[Object position labeling entries]
* Begin *

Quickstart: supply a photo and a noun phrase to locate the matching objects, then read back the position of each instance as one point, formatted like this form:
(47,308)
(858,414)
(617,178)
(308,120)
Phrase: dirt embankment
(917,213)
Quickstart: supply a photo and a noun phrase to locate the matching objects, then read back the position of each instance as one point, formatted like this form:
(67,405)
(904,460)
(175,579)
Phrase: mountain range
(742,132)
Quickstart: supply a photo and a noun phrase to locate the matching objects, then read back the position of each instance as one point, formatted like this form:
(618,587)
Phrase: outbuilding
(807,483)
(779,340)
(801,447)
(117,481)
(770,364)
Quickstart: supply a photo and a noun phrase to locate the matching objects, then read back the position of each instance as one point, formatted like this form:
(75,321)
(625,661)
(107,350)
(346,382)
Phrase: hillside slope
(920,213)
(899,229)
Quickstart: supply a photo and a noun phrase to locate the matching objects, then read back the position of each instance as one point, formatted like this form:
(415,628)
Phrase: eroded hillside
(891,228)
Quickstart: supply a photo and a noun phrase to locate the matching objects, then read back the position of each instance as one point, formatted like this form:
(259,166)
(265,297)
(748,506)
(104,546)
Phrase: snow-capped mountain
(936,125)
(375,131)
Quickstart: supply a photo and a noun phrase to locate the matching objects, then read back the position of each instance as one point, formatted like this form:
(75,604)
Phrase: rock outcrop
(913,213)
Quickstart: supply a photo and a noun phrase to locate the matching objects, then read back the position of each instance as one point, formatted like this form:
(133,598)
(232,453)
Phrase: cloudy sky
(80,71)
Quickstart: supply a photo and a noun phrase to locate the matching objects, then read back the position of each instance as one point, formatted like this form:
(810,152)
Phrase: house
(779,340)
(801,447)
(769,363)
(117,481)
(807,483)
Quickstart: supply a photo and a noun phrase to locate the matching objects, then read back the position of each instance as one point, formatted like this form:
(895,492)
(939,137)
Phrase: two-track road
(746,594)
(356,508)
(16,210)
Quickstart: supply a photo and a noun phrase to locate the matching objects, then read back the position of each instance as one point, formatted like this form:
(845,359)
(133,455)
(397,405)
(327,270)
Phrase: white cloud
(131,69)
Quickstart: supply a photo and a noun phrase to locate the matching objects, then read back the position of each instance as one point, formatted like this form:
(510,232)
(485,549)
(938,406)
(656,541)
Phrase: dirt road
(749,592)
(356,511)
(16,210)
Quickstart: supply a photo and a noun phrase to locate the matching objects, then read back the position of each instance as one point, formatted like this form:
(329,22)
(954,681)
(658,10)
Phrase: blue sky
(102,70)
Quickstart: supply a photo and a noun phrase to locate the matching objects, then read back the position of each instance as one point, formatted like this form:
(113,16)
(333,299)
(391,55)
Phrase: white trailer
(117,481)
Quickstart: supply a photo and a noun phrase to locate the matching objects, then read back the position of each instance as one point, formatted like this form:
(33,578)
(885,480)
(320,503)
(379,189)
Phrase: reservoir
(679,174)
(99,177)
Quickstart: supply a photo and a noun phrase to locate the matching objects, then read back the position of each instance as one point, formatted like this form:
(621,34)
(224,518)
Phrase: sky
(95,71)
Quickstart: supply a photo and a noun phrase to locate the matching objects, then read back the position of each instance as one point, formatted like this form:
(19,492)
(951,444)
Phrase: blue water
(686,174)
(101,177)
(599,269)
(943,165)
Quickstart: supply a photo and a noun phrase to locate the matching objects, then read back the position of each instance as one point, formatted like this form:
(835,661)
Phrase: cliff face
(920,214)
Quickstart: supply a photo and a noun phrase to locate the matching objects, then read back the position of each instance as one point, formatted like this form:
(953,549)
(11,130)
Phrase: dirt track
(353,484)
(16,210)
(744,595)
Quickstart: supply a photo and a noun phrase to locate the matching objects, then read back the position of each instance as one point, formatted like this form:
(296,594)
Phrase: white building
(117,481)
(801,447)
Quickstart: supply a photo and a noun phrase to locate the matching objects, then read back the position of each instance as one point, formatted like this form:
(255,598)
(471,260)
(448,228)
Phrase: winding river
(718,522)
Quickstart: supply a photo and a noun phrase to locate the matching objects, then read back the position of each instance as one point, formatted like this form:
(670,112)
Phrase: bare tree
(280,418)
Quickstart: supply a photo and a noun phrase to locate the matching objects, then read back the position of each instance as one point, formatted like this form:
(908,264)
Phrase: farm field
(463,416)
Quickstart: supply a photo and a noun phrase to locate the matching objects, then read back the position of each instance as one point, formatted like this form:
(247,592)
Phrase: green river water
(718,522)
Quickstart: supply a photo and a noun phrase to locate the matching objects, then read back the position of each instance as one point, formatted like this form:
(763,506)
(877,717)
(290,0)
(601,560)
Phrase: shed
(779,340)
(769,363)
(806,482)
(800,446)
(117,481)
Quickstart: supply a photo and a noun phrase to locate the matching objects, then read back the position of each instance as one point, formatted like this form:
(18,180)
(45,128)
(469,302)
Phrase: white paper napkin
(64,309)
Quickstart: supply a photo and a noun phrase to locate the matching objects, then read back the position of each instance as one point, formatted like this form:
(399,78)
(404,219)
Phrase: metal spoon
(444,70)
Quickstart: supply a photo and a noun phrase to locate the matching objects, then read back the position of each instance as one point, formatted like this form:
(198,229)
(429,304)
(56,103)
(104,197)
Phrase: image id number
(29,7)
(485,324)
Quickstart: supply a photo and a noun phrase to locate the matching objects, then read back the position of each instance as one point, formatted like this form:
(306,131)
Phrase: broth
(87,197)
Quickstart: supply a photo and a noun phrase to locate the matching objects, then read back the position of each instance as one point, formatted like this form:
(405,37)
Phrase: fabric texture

* End *

The records above are to be repeated exactly, in their entirety.

Quickstart: supply a photo and a noun phrase to locate the matching objects, then read back the position of each instance as one point, formatted like this form:
(47,308)
(858,414)
(617,178)
(308,120)
Phrase: dirt embankment
(917,213)
Quickstart: supply a photo and a noun phrase to locate the matching objects, then read back the position of each instance as one point, formatted like this form:
(67,405)
(904,460)
(175,579)
Phrase: mountain range
(742,132)
Quickstart: supply a photo and a noun phrase to locate the matching objects, then read back the position of each instance as one point, formatted like this form:
(618,587)
Phrase: outbuilding
(807,483)
(779,340)
(801,447)
(117,481)
(770,364)
Quickstart: supply a photo and a noun phrase to locate the matching objects, then read back the position of each instance as one point, formatted like this form:
(75,321)
(625,661)
(107,350)
(346,382)
Phrase: hillside slope
(920,213)
(899,229)
Quickstart: supply a photo and a noun phrase to locate the matching objects, then read back the position of each instance as one point, formatted like this form:
(415,628)
Phrase: eroded hillside
(891,228)
Quickstart: supply a photo and a noun phrase to locate the matching objects, then read back the position of each instance as one point, formatted like this form:
(259,166)
(265,297)
(748,506)
(104,546)
Phrase: snow-capped mountain
(936,125)
(375,131)
Quickstart: supply a photo and a noun phrase to locate the matching objects, then read back the position of each instance as one point, formatted like this form:
(75,604)
Phrase: rock outcrop
(913,213)
Quickstart: supply a photo and a noun phrase to locate the matching objects, then read back the position of each instance as one point, formatted like this form:
(133,598)
(232,453)
Phrase: cloudy sky
(80,71)
Quickstart: supply a photo and a noun phrase to locate the matching objects, then read back the position of each instance as one point, formatted like this form:
(810,152)
Phrase: house
(779,340)
(801,447)
(769,363)
(117,481)
(807,483)
Quickstart: supply a photo and a noun phrase to locate the matching objects, then read back the position of each instance as one point, formatted like this form:
(895,492)
(939,137)
Phrase: two-track road
(746,594)
(356,508)
(16,210)
Quickstart: supply a photo and a noun phrase to locate the matching objects, then read back the position of each instance as one point, formatted like this form:
(845,359)
(133,455)
(397,405)
(327,270)
Phrase: white cloud
(131,69)
Quickstart: supply a photo and a noun phrase to locate the matching objects, then read back the position of each instance as one point, formatted like this form:
(510,232)
(485,549)
(938,406)
(656,541)
Phrase: dirt road
(749,592)
(356,511)
(16,210)
Quickstart: supply a photo and a noun phrase to locate the matching objects, then read back the position of each instance as one point, formatted like this form:
(329,22)
(954,681)
(658,10)
Phrase: blue sky
(102,70)
Quickstart: supply a photo and a noun phrase to locate the matching objects, then read back the position of each instance as one point, formatted like this form:
(113,16)
(333,299)
(391,55)
Phrase: white trailer
(117,481)
Quickstart: supply a photo and a noun phrase to locate the matching objects, then read back the position of each instance as one point, formatted like this form:
(33,578)
(885,480)
(320,503)
(379,189)
Phrase: reservoir
(679,174)
(99,177)
Quickstart: supply a photo and a noun phrase to locate the matching objects, then read back the position of each instance as one point, formatted like this form:
(621,34)
(224,518)
Phrase: sky
(95,71)
Quickstart: supply a photo and a noun phrase to locate the matching objects, then read back the position of each instance as one point, formatted like this form:
(19,492)
(951,444)
Phrase: blue water
(686,174)
(101,177)
(599,269)
(943,165)
Quickstart: supply a photo and a noun phrase to locate the matching objects, then read back the position of each instance as one point, formatted like this form:
(835,661)
Phrase: cliff face
(920,214)
Quickstart: supply a photo and a noun phrase to locate the matching objects, then read back the position of each instance as one point, formatted like this form:
(953,549)
(11,130)
Phrase: dirt track
(353,484)
(16,210)
(744,595)
Quickstart: supply a photo and a noun phrase to locate the matching objects, then read back the position of each instance as one point, formatted like this form:
(296,594)
Phrase: white building
(117,481)
(801,447)
Quickstart: supply a photo and a noun phrase to locate the matching objects, then read back the position of each instance as one point, formatted like this form:
(255,598)
(471,260)
(448,228)
Phrase: winding river
(718,522)
Quickstart: supply a photo and a noun phrase to locate the matching objects, then read back the position of each instance as one point, formatted like this form:
(670,112)
Phrase: bare tree
(280,418)
Quickstart: supply a photo and a noun phrase to locate the matching objects, then read back the position of each instance as one point, formatted like this form:
(908,264)
Phrase: farm field
(463,416)
Quickstart: supply a photo and a noun phrase to locate the matching objects, then read back the position of each instance as one point, formatted like this form:
(247,592)
Phrase: green river water
(718,522)
Quickstart: supply a photo and a noun phrase to locate the matching objects, then read back the position of each instance as one point, formatted like this form:
(763,506)
(877,717)
(290,0)
(601,560)
Phrase: shed
(779,340)
(769,363)
(806,482)
(800,446)
(117,481)
Quickstart: supply a photo and a noun phrase to locate the matching objects, then read back the position of each instance as one point, formatted like this form:
(18,180)
(45,128)
(469,302)
Phrase: white paper napkin
(64,309)
Quickstart: supply a photo and a noun phrase to locate the matching objects, then read back the position of each instance as one point, formatted like this form:
(399,78)
(404,219)
Phrase: metal spoon
(444,70)
Quickstart: supply a photo and a noun phrase to locate the matching objects, then read back the position of each instance as one point, formatted like this form:
(198,229)
(429,304)
(56,103)
(104,197)
Phrase: image id number
(29,7)
(485,324)
Quickstart: supply a photo and a noun phrase to locate the matching objects, then read back the position of each instance as one point, formatted like this form:
(306,131)
Phrase: broth
(87,197)
Quickstart: supply a photo and a noun phrase to locate the matching objects, then read back the position of each instance as one point, formatted like this form:
(405,37)
Phrase: fabric texture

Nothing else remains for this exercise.